--- Start of ARTICLE ---

# The kids are growing up



## Gnarly (Aug 29, 2008)

So many of you know Goku & Artemis joined our family, pretty recently. They are both doing fantastic, and growing so fast. 
I thought I'd show off my babies.

Artemis is a total snuggler!










And Goku is a total ham!









(please excuse the little boy stain in his fur by his chin, he's not very modest & gets a little messy. He got a bath right after this little photo shoot :lol: )


----------



## LizardGirl (Aug 25, 2008)

Aww, little Arty! And Goku, you shameless little boy. :lol: 

They grew up so fast! Adorable! (insert :wub: smilie here  )


----------



## PixiesExoticHedgies (Sep 4, 2008)

how do you always seem to capture pics of their teeth? :mrgreen: 
lol.....they are adorable!


----------



## Gnarly (Aug 29, 2008)

--- End of ARTICLE ---
--- Start of RECORD LIST ---

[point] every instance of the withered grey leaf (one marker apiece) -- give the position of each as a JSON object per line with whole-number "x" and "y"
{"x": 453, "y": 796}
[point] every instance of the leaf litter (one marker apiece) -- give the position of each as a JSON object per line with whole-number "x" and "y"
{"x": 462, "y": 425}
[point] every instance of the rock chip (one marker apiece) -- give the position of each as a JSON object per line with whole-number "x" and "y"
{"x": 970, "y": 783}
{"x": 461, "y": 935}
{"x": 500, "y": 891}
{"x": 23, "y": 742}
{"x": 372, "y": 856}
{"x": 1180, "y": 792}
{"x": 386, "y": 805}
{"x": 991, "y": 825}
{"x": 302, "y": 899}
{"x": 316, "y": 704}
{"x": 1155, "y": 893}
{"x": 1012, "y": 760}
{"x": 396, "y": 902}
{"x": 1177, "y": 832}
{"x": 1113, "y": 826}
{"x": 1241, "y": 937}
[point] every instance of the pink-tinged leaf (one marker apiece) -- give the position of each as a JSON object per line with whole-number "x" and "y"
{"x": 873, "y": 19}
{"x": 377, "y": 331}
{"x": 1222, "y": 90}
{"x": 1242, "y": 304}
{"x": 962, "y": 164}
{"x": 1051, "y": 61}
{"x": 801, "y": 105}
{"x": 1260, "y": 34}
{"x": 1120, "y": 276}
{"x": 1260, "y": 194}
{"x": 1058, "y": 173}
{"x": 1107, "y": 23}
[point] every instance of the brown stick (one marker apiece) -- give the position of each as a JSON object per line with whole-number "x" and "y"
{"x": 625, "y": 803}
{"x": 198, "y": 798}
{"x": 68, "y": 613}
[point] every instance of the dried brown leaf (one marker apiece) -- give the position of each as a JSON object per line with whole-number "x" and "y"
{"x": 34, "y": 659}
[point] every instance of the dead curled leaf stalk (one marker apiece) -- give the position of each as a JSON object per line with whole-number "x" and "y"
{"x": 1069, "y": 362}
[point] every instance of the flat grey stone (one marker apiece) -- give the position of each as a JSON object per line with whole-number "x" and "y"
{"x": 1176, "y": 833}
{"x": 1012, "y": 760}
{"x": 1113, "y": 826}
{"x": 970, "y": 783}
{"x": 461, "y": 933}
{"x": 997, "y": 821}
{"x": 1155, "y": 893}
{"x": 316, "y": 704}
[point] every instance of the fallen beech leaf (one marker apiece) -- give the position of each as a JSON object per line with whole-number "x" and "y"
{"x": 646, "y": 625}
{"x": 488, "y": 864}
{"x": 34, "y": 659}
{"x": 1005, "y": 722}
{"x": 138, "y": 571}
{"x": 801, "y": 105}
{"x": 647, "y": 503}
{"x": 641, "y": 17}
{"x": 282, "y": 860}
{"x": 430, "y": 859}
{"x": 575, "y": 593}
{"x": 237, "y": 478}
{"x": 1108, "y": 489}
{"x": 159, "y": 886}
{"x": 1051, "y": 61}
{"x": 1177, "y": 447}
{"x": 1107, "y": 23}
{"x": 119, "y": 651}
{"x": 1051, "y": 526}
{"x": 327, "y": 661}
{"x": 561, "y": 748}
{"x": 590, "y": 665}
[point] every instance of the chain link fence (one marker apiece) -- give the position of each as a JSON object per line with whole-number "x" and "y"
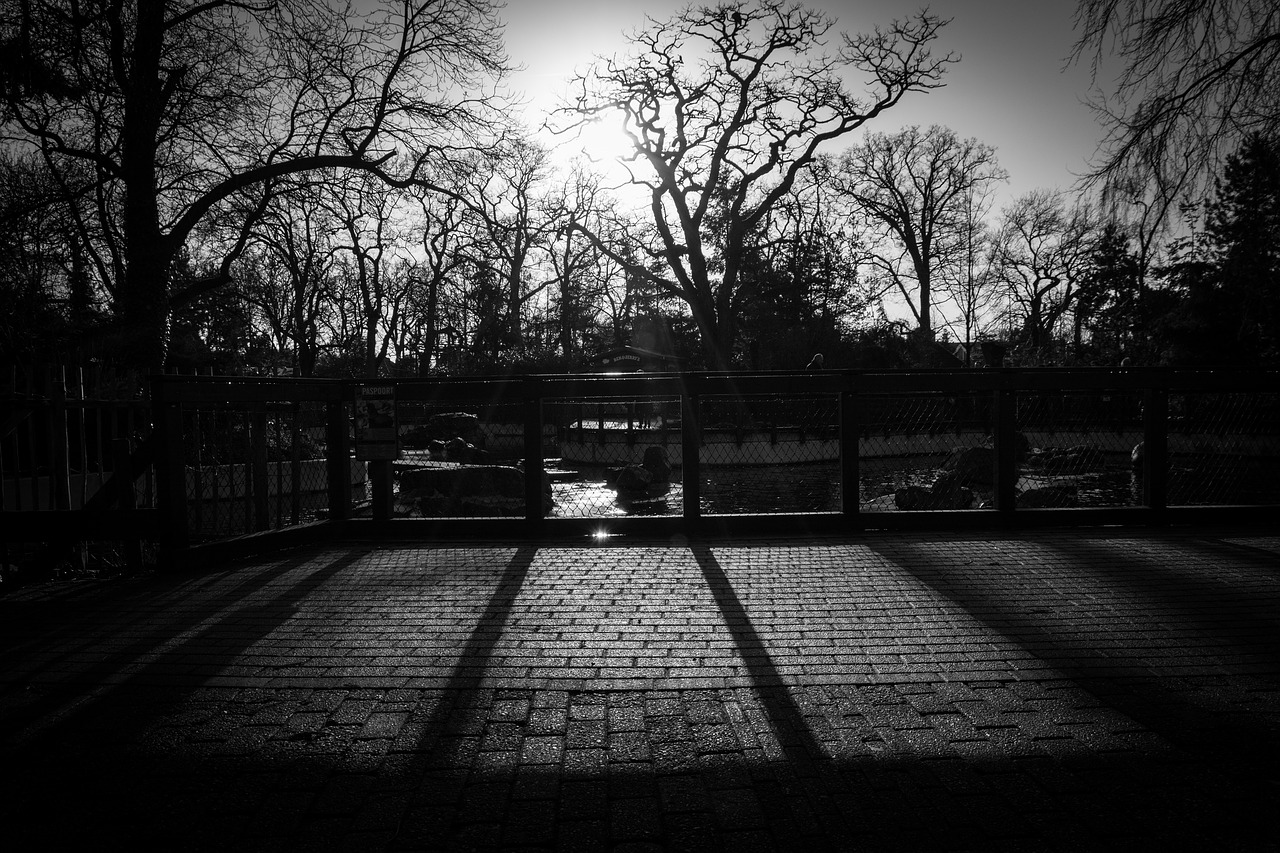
{"x": 256, "y": 460}
{"x": 252, "y": 468}
{"x": 1223, "y": 448}
{"x": 615, "y": 456}
{"x": 769, "y": 454}
{"x": 460, "y": 460}
{"x": 926, "y": 451}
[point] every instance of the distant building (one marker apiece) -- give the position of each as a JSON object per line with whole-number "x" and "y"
{"x": 632, "y": 359}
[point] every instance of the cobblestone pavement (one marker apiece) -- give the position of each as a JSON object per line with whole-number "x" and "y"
{"x": 1061, "y": 690}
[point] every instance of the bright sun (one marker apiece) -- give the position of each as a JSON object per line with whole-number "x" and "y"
{"x": 600, "y": 141}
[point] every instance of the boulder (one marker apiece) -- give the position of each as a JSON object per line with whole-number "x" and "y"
{"x": 946, "y": 493}
{"x": 1070, "y": 460}
{"x": 455, "y": 423}
{"x": 466, "y": 489}
{"x": 653, "y": 471}
{"x": 1048, "y": 496}
{"x": 978, "y": 464}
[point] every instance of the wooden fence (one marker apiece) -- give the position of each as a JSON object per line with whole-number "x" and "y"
{"x": 208, "y": 460}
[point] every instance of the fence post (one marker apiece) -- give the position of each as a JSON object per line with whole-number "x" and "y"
{"x": 170, "y": 473}
{"x": 122, "y": 466}
{"x": 257, "y": 452}
{"x": 533, "y": 451}
{"x": 338, "y": 460}
{"x": 850, "y": 430}
{"x": 1006, "y": 450}
{"x": 60, "y": 469}
{"x": 1155, "y": 448}
{"x": 690, "y": 441}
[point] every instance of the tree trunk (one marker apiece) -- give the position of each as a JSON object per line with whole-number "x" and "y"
{"x": 142, "y": 299}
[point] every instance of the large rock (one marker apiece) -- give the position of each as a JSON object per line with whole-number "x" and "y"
{"x": 949, "y": 496}
{"x": 1070, "y": 460}
{"x": 466, "y": 489}
{"x": 1048, "y": 496}
{"x": 977, "y": 465}
{"x": 650, "y": 479}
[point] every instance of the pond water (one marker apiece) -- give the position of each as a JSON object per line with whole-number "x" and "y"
{"x": 816, "y": 487}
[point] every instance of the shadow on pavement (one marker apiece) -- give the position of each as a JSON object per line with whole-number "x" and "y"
{"x": 1200, "y": 629}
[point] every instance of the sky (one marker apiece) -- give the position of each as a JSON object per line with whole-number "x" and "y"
{"x": 1011, "y": 89}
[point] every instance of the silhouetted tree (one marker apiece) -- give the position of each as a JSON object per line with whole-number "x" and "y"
{"x": 917, "y": 187}
{"x": 1197, "y": 76}
{"x": 172, "y": 118}
{"x": 723, "y": 106}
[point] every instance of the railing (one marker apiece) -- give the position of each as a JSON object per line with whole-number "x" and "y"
{"x": 74, "y": 459}
{"x": 753, "y": 452}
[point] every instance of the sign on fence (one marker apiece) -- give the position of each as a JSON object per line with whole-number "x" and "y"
{"x": 376, "y": 436}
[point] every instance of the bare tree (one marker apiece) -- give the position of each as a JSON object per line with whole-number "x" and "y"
{"x": 1197, "y": 77}
{"x": 968, "y": 283}
{"x": 914, "y": 186}
{"x": 287, "y": 268}
{"x": 1040, "y": 255}
{"x": 723, "y": 106}
{"x": 186, "y": 110}
{"x": 442, "y": 254}
{"x": 503, "y": 190}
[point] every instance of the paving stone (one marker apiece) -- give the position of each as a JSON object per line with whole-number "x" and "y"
{"x": 1061, "y": 690}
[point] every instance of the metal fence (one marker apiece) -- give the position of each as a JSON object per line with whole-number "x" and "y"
{"x": 682, "y": 452}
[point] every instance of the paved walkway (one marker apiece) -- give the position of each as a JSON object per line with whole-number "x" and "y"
{"x": 1061, "y": 690}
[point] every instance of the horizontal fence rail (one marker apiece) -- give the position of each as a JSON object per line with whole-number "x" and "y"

--- End of RECORD LIST ---

→ **REQUIRED TASKS**
[A] In the forum thread about Goku and Artemis, which of the two is called a total snuggler?
[B] Repeat the part of the forum thread about Goku and Artemis starting with "Aww, little Arty!" and going on through "lol.....they are adorable!".
[C] Go on with the forum thread about Goku and Artemis from the point where it stops.
Nothing in the records is needed to complete the work.

→ **RESULTS FOR EACH TASK**
[A] Artemis.

[B]
Aww, little Arty! And Goku, you shameless little boy. :lol: 

They grew up so fast! Adorable! (insert :wub: smilie here  )


----------



## PixiesExoticHedgies (Sep 4, 2008)

how do you always seem to capture pics of their teeth? :mrgreen: 
lol.....they are adorable!

[C]
I just tell them to say "chesse" :lol: 

No, but really I just get right on their level, like on my belly on the bed with them, haha. And my guys are always sniffing the air and checking things out.


----------



## Vortex (Aug 28, 2008)

awwwwwe there so cute! i wuv the wittle teefys :lol:


----------



## shetland (Sep 2, 2008)

Those babies are just too cute for words. Did I hear you say they were both gifts for me? I did hear you say that right? Did anyone else hear that too?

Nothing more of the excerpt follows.